*Aufgaben:*
• A. Beantworte anhand des Textes über Lissabon die folgenden Fragen:
(i) Wie viele Menschen leben im Stadtkern?
(ii) An welchem Fluss liegt die Baixa?
(iii) In welchem Stadtteil beginnt die Rallye am Sonnabend?
• B. Schreib aus dem Text über Lissabon den Abschnitt wortgetreu ab, der mit den Worten „Portugal (2): Für“ beginnt und mit „wir eigentlich beschweren?“ endet.
• C. Entscheide, ob die folgenden Aussagen mit dem Text über Lissabon übereinstimmen. Antworte jeweils mit Ja oder Nein und zitiere die entscheidenden Worte des Textes:
(i) In der gesamten Region leben 2,7 Millionen Menschen.
(ii) Die Cousine Nina wohnt in Porto.
(iii) Lissabon liegt im Nordosten Europas.

*Textabschnitt:*
------------
Portugal (2): Für jedes Fenster eine Hausnummer

(1) -> 31.12.2007

Unsere erste Nacht in Lissabon haben wir hinter uns gebracht. Es ist ein bisschen halt in unserer Wohnung, aber worueber woollen wir eigentlich beschweren?
Lissabon – die Hauptstadt von Portugal. Im Stadtkern leben etwas mehr als 500000 Menschen, in der gesamten Region sind es 2,7 Millionen. Die Baixa (Unterstadt) liegt am Ufer des Flusses Tejo. Drumherum liegen der Burgberg mit dem Castelo de São Jorge, die Alfama (Altstadt) und Bairros Alto (Oberstadt). Lissabon liegt im Südwesten Europas auf der iberischen Halbinsel.

Wir sind hergekommen, weil Nico im neuen Jahr den Start der Rallye Dhakar beobachten moechte. Sie wird am Sonnabend im Stadtteil Belém beginnen. Ich finde das an sich nicht sonderlich interessant, aber weil meine Cousine Nina hier in Lissabon wohnt, hatte ich eben trotzdem einen Grund, mitzufliegen.
------------
Einträge zur Lage von Bildobjekten
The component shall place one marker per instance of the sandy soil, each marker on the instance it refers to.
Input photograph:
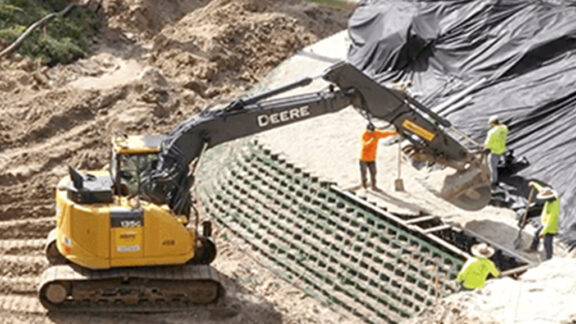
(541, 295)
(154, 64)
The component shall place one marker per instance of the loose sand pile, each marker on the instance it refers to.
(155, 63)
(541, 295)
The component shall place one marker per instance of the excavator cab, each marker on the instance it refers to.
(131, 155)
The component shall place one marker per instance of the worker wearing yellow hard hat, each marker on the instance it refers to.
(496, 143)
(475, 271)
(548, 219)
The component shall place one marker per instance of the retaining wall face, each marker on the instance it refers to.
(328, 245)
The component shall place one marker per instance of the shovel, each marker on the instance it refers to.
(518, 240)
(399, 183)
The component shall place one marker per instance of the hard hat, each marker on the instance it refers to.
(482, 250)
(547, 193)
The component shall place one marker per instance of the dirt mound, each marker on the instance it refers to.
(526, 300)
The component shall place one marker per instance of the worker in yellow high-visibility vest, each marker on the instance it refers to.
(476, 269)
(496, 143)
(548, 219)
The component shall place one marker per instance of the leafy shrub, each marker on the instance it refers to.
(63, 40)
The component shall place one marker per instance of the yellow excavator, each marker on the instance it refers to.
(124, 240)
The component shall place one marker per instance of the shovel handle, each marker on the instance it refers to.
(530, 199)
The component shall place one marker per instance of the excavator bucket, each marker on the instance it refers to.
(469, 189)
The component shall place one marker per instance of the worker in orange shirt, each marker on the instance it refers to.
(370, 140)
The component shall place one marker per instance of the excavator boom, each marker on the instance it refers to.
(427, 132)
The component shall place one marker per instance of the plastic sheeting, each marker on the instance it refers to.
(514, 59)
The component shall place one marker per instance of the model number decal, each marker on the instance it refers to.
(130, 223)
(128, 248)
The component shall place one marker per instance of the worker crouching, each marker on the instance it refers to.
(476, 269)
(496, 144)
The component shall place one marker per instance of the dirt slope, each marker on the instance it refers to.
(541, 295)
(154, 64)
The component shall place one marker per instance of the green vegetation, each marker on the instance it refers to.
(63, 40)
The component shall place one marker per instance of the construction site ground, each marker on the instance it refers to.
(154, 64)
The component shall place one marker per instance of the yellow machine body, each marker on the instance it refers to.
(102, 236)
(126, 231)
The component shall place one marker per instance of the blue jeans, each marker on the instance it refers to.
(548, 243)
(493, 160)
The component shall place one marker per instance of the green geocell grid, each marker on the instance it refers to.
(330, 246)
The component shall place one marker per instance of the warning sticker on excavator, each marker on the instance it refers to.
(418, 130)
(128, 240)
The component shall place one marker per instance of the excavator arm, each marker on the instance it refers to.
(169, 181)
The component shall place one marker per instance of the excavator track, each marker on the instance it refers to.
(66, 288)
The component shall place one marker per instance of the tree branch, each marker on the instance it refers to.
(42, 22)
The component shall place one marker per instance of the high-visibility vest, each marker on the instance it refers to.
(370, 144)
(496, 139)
------------
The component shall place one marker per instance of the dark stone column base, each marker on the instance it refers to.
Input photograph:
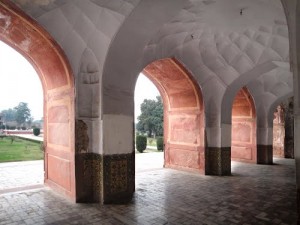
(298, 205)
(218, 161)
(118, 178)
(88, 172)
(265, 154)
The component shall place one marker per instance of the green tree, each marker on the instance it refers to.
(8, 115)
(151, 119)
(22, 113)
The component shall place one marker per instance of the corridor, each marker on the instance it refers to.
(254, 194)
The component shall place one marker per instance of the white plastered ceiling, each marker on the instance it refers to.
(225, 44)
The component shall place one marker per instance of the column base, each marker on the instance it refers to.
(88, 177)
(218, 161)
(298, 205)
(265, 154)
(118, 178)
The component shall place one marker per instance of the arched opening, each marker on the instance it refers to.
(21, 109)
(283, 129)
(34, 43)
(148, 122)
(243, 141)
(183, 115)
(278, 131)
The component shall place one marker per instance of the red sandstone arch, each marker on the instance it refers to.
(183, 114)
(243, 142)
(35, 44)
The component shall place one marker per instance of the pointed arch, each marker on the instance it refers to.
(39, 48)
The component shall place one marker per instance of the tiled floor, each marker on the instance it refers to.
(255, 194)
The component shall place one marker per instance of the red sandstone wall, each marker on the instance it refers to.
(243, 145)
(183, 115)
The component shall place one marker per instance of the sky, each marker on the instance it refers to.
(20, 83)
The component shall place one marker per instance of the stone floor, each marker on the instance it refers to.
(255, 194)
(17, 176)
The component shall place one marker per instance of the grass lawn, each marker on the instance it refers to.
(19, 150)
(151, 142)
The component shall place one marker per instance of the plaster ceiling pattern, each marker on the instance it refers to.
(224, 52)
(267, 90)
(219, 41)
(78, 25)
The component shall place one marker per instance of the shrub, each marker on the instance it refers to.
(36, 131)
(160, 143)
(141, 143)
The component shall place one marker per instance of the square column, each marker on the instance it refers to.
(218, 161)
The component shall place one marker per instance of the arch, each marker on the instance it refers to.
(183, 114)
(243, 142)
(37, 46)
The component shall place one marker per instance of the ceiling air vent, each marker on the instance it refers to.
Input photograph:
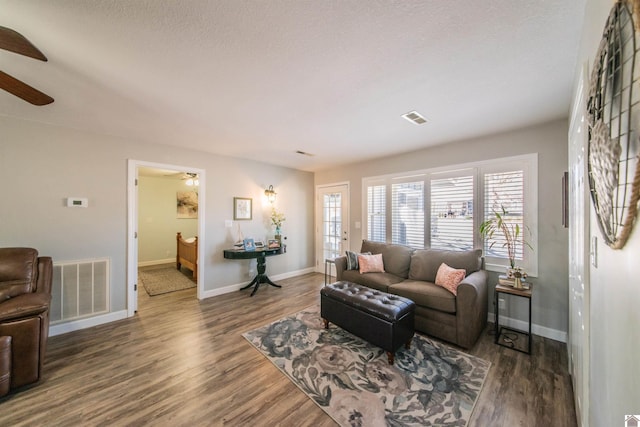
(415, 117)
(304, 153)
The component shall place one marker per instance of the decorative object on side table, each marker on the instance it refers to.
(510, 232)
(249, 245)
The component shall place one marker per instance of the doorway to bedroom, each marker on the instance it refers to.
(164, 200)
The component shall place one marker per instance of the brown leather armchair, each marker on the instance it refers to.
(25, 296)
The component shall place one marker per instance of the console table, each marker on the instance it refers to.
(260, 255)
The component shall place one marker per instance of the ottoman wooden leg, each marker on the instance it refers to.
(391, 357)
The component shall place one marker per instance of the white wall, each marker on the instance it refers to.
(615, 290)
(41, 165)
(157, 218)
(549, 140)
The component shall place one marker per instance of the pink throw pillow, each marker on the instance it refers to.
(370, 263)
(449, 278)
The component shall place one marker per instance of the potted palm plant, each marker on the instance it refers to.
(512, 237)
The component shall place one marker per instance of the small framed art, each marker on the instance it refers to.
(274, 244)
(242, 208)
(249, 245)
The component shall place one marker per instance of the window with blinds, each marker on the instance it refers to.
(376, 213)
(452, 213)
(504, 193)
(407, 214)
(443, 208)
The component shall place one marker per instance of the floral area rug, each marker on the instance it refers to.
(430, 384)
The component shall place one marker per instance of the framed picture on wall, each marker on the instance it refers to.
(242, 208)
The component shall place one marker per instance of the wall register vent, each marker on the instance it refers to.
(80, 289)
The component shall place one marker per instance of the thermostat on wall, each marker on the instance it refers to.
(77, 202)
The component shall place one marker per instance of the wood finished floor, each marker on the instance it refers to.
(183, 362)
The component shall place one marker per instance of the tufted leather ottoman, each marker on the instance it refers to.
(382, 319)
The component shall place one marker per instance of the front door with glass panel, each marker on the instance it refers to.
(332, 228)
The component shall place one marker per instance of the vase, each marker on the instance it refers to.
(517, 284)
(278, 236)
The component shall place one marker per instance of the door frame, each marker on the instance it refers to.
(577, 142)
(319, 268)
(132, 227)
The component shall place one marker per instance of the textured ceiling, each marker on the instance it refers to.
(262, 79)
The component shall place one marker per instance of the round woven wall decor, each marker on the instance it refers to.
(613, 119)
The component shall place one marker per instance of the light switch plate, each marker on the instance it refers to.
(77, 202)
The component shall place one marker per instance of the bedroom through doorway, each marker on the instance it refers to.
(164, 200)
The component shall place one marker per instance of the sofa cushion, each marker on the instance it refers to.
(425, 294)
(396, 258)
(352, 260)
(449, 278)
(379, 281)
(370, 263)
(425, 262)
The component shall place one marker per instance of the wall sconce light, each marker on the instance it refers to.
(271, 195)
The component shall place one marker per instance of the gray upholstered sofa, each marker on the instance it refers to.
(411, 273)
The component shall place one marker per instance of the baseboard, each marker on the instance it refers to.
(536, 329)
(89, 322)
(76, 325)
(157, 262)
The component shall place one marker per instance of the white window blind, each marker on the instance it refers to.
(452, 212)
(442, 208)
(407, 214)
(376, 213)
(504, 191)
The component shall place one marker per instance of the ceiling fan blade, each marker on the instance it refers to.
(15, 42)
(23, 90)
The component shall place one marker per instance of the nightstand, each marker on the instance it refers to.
------------
*Lösungen:*
• A.
(i) Etwas mehr als 500000 Menschen.
(ii) Am Tejo.
(iii) In Belém.

• B.
Portugal (2): Für jedes Fenster eine Hausnummer

(1) -> 31.12.2007

Unsere erste Nacht in Lissabon haben wir hinter uns gebracht. Es ist ein bisschen halt in unserer Wohnung, aber worueber woollen wir eigentlich beschweren?

• C.
(i) Ja: „in der gesamten Region sind es 2,7 Millionen“
(ii) Nein: „weil meine Cousine Nina hier in Lissabon wohnt“
(iii) Nein: „Lissabon liegt im Südwesten Europas auf der iberischen Halbinsel“